Artículo:
──────────────────────────────
Todas estas consideraciones no pretenden otra cosa que centrar el comentario acerca de La reliquia; porque debo decir, ante todo, que La reliquia es una de las novelas peor articuladas que recuerdo haber leído –me refiero, claro es, a novelas de grandes autores–. Consta de cuatro partes, de las cuales la primera se corresponde con lo que llamamos «exposición» y lo hace de una manera impecable. Un muchacho huérfano es recogido en su casa por una tía solterona e histéricamente fanática de la religión. El muchacho ha de cumplir con las reglas de vida de la señora si quiere sobrevivir, pero, a partir de un momento determinado, concibe que es el único beneficiario terreno de la herencia de su rica tía; entonces no ya se somete, como hasta entonces, a la histeria de la tía sino que, movido por la ambición, se flagela con su propia humillación con tal de alcanzar el grado de santidad necesario para que la tía lo nombre heredero. Porque, como le dice uno de los suntuosos catolicones que rodean a la tía, «su rival es Jesucristo». La tía abriga la intención de dejar sus bienes a la Iglesia y Teodorico –que así se llama el joven– concibe un plan: hacer un viaje a Tierra Santa en nombre de su tía y traerle una reliquia de importancia como recuerdo del cumplimiento de esa peregrinación.
──────────────────────────────
Consigna escrita 1:
Resume en no más de cuatro oraciones el párrafo del artículo que comienza con «Todas estas consideraciones» y conserva sus datos principales.
Consigna escrita 2:
¿En cuántas partes se divide La reliquia, según el artículo?
Consigna escrita 3:
Escribe la continuación del artículo sobre La reliquia a partir de su última oración.
──────────────────────────────
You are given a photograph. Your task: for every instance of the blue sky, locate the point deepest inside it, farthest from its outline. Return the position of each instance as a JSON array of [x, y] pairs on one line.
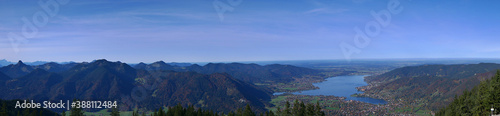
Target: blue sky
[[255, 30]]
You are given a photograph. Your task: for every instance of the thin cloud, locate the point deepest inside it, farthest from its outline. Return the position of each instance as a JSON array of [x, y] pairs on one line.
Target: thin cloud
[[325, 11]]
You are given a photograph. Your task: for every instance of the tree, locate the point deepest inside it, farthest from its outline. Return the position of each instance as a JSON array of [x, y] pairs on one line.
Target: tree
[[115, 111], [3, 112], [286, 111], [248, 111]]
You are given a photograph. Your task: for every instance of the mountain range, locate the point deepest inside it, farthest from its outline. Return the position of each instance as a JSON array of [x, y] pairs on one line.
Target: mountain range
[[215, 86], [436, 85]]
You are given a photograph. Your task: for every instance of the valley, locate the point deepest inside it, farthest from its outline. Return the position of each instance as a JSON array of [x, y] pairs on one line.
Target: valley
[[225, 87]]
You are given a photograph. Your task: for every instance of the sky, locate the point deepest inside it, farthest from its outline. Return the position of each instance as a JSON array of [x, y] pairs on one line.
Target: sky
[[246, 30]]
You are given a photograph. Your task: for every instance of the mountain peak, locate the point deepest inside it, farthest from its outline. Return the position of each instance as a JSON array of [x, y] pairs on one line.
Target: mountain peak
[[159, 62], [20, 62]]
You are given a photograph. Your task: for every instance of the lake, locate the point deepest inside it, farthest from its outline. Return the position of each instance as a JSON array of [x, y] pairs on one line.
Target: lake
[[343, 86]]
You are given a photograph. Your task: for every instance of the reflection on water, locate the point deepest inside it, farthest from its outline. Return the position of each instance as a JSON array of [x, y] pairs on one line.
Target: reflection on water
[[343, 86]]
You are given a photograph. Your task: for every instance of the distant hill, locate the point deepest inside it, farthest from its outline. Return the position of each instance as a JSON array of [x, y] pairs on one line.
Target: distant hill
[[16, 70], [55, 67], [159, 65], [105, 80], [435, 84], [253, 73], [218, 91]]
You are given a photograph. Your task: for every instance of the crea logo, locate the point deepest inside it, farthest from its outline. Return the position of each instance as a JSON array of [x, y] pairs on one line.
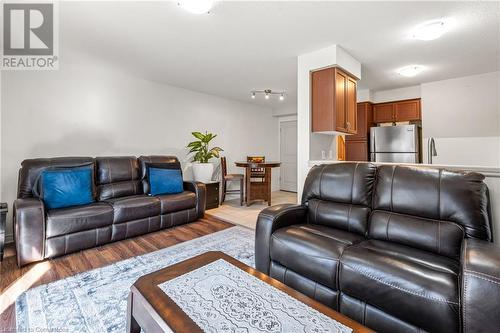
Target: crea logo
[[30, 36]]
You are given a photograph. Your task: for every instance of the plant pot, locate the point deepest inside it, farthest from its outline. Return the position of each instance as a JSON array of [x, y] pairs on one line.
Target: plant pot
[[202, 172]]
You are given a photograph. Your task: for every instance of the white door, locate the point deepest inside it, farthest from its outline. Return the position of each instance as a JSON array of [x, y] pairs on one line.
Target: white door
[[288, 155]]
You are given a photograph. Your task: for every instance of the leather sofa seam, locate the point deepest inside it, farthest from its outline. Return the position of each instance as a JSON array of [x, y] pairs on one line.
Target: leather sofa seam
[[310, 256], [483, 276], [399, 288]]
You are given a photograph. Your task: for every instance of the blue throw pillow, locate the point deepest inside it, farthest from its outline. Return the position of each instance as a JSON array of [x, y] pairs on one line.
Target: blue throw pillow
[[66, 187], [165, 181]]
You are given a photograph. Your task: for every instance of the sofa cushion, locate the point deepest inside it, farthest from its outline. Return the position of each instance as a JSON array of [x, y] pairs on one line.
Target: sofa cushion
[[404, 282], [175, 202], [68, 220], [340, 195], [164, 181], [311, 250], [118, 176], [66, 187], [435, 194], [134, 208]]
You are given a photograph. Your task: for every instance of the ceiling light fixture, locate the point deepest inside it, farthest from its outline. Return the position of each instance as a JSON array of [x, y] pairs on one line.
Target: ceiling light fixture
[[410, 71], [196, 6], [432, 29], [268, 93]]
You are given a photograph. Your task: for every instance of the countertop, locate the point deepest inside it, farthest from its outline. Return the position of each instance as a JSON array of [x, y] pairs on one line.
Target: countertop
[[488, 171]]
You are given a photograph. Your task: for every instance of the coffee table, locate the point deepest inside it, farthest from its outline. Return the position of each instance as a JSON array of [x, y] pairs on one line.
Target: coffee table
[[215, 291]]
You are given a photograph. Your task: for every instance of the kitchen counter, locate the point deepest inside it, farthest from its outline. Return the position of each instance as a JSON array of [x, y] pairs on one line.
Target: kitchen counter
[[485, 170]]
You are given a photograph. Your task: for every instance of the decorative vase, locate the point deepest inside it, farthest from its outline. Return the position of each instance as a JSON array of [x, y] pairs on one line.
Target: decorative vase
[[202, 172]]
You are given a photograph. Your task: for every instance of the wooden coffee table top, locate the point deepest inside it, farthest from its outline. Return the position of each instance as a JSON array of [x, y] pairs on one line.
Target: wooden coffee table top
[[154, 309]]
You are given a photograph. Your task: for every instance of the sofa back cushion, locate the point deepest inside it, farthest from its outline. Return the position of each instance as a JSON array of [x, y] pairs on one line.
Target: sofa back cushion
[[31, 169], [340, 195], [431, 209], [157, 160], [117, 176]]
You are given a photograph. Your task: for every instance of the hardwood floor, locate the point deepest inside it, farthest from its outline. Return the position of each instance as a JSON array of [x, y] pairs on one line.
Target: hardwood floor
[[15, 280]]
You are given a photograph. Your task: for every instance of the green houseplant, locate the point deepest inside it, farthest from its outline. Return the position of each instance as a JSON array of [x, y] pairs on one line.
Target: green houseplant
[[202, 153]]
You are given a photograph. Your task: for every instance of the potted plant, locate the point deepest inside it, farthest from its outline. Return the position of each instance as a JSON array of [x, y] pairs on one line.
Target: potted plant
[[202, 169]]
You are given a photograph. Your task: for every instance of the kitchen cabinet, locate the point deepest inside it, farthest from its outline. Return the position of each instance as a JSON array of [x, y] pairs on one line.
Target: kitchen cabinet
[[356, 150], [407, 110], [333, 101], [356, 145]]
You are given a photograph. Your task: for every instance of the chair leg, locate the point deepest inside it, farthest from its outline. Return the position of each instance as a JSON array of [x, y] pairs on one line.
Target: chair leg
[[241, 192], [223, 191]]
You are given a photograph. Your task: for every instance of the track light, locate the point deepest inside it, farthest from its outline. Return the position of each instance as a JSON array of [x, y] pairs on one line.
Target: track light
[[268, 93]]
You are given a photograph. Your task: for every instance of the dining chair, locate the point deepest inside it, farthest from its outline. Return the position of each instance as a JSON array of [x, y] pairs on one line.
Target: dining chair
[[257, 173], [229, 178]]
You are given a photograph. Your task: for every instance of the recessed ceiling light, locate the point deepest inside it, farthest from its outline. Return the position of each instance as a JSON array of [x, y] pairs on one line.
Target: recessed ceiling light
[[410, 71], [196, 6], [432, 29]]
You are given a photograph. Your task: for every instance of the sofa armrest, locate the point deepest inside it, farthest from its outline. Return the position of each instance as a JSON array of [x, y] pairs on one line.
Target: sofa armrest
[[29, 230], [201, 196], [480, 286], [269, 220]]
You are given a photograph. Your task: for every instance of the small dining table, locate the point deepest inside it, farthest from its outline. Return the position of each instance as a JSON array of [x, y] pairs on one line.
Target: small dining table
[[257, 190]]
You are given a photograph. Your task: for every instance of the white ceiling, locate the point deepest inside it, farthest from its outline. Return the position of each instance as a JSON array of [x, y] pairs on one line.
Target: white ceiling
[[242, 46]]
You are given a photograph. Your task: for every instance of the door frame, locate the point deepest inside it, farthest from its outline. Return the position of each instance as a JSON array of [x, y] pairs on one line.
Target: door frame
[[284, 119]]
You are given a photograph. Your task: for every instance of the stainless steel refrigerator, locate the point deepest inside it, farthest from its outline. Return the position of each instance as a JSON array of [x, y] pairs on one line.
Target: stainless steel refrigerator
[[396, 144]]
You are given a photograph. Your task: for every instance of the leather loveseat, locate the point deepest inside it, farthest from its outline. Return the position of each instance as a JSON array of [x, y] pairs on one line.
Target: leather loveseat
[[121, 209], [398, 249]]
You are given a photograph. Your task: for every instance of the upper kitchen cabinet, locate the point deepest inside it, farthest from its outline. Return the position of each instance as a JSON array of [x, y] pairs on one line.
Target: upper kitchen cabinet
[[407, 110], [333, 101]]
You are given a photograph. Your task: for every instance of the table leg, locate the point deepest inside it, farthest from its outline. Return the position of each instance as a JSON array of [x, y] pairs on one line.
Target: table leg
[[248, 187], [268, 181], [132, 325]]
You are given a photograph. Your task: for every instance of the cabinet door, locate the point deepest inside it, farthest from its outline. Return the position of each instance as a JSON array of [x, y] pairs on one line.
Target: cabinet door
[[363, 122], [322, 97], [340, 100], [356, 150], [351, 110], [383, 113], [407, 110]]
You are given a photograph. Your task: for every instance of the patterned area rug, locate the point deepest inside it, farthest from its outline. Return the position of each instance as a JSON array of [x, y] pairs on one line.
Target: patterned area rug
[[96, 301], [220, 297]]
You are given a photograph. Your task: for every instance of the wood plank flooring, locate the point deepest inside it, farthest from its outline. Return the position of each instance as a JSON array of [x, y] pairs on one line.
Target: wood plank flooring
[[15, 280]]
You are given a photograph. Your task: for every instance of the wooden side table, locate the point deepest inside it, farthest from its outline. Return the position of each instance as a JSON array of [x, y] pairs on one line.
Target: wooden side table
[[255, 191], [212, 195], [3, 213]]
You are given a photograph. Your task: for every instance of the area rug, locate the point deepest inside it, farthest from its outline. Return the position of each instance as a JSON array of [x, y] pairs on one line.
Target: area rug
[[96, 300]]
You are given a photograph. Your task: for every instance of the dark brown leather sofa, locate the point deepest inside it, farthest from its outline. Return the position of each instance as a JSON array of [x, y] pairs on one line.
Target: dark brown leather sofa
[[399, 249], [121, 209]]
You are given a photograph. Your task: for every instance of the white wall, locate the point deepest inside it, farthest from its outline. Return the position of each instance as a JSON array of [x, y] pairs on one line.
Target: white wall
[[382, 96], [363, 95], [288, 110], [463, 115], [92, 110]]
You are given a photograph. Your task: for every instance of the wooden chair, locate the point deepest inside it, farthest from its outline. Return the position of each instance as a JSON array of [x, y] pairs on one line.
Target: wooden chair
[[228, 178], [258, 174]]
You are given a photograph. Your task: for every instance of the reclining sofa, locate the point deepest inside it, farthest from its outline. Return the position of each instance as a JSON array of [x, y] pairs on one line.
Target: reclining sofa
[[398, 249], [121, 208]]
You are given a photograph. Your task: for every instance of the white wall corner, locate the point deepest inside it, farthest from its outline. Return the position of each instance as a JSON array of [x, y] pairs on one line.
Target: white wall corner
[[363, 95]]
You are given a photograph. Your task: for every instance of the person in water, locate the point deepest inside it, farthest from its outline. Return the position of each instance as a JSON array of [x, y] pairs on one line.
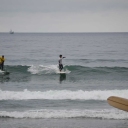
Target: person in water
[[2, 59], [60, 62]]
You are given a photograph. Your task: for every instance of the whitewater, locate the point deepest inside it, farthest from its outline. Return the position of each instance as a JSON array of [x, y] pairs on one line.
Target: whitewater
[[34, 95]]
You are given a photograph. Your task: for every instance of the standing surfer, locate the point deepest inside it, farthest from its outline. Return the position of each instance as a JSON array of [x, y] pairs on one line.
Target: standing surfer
──────────────────────────────
Resultado 1:
Según el autor, La reliquia es una de las novelas peor articuladas que recuerda haber leído entre las de grandes autores, aunque la primera de sus cuatro partes es una exposición impecable. Teodorico, un muchacho huérfano, es recogido por una tía solterona y fanática de la religión, cuyas reglas debe cumplir para sobrevivir. Al concebir que es el único beneficiario terreno de la herencia, se humilla para alcanzar el grado de santidad necesario para que la tía lo nombre heredero, ya que ella piensa dejar sus bienes a la Iglesia. Su plan es viajar a Tierra Santa en nombre de la tía y traerle una reliquia importante como recuerdo de esa peregrinación.

Resultado 2:
La reliquia consta de cuatro partes.

Resultado 3:
El joven, naturalmente, llevaba una doble vida y muy a escondidas había logrado entregarse con fruición a los placeres de la carne. La segunda parte cuenta el viaje a Oriente, donde se empareja con un sabio arqueólogo alemán, el doctor Topsius. Teodorico se echa en brazos de una inglesa, disfruta de la vida y se encamina a Jerusalén. Al término del capítulo, logra una reliquia que no es cualquier cosa: la corona de espinas con la que Cristo murió en la cruz. Entonces viene la tercera parte (y la más extensa): el camino a Jerusalén. La cuarta y última narra el regreso a Portugal, la llegada poco menos que en loor de santidad y el desenlace de todo el plan que concibió con tanta astucia como anhelo y necesidad.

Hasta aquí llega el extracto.